TAREFA A REALIZAR: Transcreve, sem qualquer alteração, o trecho do texto sobre o regresso à escola durante a pandemia que vai de "Porque é que" até "contigo, cara amiga.".

EXCERTO DO DOCUMENTO:
※ ※ ※

18 set, 2020
Olá, como estás? Temos pensado bastante em ti nestes dias de regresso à escola no contexto da pandemia. Tenho pensado em ti, porque tu, ao contrário da maioria dos pais, tens de facto razões para sentir medo. O teu filho é aquele 0,01% que entra no perímetro do vírus.
Na tua cabeça, o medo do regresso à escola é justificado. Esse medo é injustificado nos outros, os 99,99%, os pais de crianças sem as fragilidades gravíssimas do teu. Esta larga maioria deve ter o sangue frio para olhar para a realidade empírica: o vírus não mata crianças; são muito raras as ocorrências. Este vírus é um problema porque consegue matar com uma percentagem elevada idosos com doenças crónicas. Há dias morreu uma bebé com covid e logo surgiu uma onda de medo. Sucede que aquela bebé não morreu por causa da covid, mas sim devido a problemas congénitos gravíssimos.
É uma certeza: o vírus não leva crianças. Não é uma certeza, mas é cada vez mais uma probabilidade bastante alta: as crianças também não são grandes transmissores deste vírus. A Dinamarca abriu as escolas logo em Abril/Maio e não teve uma segunda vaga. E estou a ler papers académicos que confirmam isso mesmo: as crianças não são o foco da transmissão desta doença. Não são, ponto. Criou-se a ideia de que as creches e escolas seriam espaços de incubação e transmissão deste vírus, mas essa é uma ideia feita, um cliché, um medo sem suporte científico. A creche deve permanecer aberta. E, se há sítio que deve permanecer aberto quando tudo o resto fechar, esse sítio é a escola.
Portanto, os pais devem parar de assumir que os seus filhos são um alvo ou um transmissor do vírus; os pais devem tirar os filhos da bolha securitária que só se justifica em casos raríssimos, casos como o teu filho. Aquela improbabilidade estatística, aquele 0,01% tem um nome e rosto, é o teu gaiato, o geniozinho que há dias consertou todas as construções de lego aqui de casa, começando na nave do Yoda e acabando no castelo do Harry Potter. Tenho pedido a Deus que te dê força. Força para evitares aquilo que seria o pior de tudo: fechares o teu fulho em casa, transformares o teu lar num bunker de guerra, reduzires o teu filho às doenças que tem, criares uma epidemia de doença mental em cima da ameaça física. Espero mesmo que tenhas a força para te olhares no espelho e dizer, Senhor, entrego-te esta angústia! Entrego-te isto! Fica com isto, por favor, e seja o Tu quiseres, porque temos de seguir a nossa vida, temos de arriscar!
Porque é que este risco é importante? A ameaça da covid sobre o teu filho é real, mas não deixa de ser uma probabilidade. É forte, mas é só uma probabilidade. O que não é uma probabilidade, o que é uma certeza absoluta é o efeito pesado do #ficaremcasa: se ficasse preso em casa, o teu filho agravaria as patologias de sempre, desenvolveria outras ligadas ao sedentarismo e à questão mental, entraria em ruptura com os irmãos e com o resto da família. Sei que não é grande conforto, sei que estás entre a peste e a cólera, mas, apesar de tudo, fazes bem em assumir que a peste covídica é menos ameaçadora do que as cóleras de sempre. Que Deus esteja contigo, cara amiga.

※ ※ ※

EXCERTOS DO MATERIAL:
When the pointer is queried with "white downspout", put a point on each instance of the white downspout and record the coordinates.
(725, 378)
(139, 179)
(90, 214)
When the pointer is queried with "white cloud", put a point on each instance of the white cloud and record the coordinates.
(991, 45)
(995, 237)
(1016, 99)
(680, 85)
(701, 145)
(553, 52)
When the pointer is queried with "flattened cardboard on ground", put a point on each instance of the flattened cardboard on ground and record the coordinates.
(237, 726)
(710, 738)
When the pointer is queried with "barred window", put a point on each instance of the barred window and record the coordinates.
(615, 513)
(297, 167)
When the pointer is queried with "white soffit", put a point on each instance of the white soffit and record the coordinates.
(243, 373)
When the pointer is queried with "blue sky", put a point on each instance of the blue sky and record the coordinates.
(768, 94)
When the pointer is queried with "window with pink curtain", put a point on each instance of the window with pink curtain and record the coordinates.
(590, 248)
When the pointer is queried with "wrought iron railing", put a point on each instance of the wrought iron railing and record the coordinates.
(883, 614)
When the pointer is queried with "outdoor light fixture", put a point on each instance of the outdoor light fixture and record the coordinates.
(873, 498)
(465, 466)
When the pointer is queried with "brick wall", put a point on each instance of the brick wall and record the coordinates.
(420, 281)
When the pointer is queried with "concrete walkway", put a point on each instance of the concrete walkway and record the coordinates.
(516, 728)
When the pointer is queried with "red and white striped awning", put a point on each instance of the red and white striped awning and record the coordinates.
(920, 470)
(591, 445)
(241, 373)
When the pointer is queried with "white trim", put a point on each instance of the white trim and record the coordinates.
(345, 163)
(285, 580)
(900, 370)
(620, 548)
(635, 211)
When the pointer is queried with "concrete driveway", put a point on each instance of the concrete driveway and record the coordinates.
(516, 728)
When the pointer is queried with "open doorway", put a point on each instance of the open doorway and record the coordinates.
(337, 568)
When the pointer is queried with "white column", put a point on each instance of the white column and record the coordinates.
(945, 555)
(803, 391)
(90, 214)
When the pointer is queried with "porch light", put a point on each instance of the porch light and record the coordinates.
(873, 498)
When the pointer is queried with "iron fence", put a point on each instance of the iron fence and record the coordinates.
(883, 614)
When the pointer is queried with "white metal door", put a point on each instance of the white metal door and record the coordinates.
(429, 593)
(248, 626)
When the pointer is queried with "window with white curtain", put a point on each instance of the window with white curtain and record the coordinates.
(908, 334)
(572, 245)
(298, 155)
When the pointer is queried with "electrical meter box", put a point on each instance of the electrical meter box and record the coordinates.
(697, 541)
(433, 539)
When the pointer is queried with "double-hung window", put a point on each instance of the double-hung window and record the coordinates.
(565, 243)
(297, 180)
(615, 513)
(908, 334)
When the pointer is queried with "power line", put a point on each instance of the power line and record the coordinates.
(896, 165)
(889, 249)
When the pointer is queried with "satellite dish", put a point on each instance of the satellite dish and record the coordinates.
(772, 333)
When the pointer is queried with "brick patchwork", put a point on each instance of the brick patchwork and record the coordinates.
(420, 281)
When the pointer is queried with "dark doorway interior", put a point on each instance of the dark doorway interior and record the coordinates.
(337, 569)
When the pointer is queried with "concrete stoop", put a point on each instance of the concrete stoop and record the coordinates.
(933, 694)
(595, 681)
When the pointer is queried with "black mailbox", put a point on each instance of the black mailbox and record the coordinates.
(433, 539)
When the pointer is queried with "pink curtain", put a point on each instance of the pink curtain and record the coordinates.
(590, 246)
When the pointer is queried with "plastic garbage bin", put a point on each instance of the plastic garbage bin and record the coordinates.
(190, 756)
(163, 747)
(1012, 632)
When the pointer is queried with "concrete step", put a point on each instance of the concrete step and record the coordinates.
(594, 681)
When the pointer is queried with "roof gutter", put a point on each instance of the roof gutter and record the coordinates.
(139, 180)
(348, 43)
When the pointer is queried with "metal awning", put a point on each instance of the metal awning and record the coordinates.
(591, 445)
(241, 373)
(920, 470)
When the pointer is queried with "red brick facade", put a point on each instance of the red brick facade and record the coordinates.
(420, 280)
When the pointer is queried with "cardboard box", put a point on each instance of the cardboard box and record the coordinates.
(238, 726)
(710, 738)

※ ※ ※

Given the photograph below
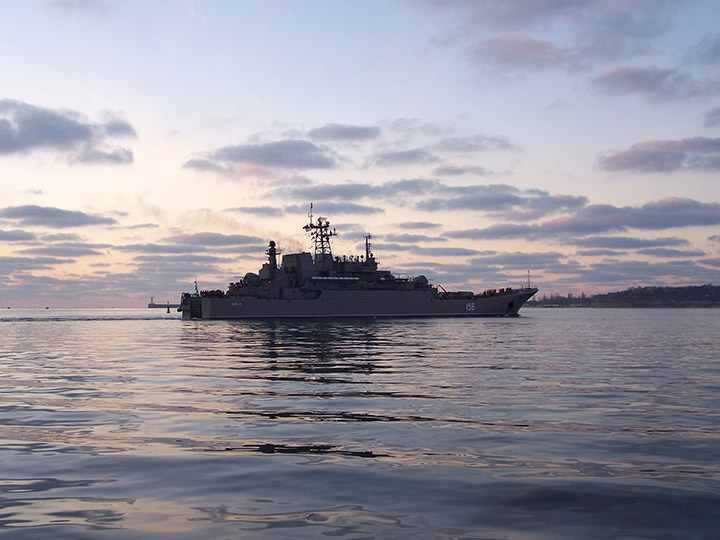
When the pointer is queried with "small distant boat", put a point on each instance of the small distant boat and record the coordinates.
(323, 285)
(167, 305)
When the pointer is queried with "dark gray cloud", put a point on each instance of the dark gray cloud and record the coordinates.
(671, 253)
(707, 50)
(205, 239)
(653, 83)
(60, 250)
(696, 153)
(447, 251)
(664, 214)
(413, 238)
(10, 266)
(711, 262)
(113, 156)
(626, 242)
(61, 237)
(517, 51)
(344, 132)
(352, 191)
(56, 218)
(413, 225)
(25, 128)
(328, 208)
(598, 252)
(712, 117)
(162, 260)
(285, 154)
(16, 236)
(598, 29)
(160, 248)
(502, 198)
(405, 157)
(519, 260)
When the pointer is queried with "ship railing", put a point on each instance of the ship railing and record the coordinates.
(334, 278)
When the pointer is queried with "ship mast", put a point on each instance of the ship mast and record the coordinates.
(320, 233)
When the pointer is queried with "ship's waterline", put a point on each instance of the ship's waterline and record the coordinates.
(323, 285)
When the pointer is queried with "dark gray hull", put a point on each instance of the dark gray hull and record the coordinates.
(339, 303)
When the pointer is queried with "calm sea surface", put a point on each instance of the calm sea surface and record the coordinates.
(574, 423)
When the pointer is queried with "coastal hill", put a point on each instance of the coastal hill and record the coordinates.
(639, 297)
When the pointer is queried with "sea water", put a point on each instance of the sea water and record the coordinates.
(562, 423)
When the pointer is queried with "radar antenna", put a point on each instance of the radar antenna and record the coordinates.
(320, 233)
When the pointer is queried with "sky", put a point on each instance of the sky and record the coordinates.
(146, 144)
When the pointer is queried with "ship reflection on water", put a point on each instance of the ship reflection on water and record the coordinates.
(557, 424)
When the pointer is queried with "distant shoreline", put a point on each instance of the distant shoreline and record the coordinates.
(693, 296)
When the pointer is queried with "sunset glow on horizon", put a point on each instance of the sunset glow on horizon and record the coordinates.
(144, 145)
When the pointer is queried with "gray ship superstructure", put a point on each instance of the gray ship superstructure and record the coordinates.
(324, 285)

※ ※ ※

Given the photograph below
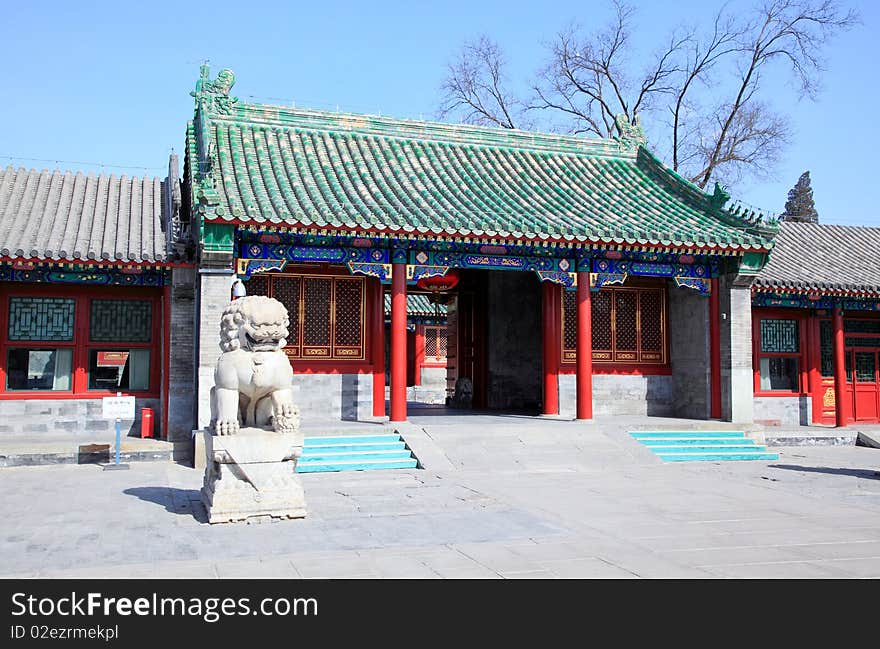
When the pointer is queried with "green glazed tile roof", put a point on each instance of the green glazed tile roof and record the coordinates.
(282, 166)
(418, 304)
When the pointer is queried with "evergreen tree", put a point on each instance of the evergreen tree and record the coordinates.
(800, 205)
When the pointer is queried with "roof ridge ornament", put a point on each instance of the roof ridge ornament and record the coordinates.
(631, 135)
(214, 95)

※ ※ ※

RESPOSTA AO PROBLEMA:
Porque é que este risco é importante? A ameaça da covid sobre o teu filho é real, mas não deixa de ser uma probabilidade. É forte, mas é só uma probabilidade. O que não é uma probabilidade, o que é uma certeza absoluta é o efeito pesado do #ficaremcasa: se ficasse preso em casa, o teu filho agravaria as patologias de sempre, desenvolveria outras ligadas ao sedentarismo e à questão mental, entraria em ruptura com os irmãos e com o resto da família. Sei que não é grande conforto, sei que estás entre a peste e a cólera, mas, apesar de tudo, fazes bem em assumir que a peste covídica é menos ameaçadora do que as cóleras de sempre. Que Deus esteja contigo, cara amiga.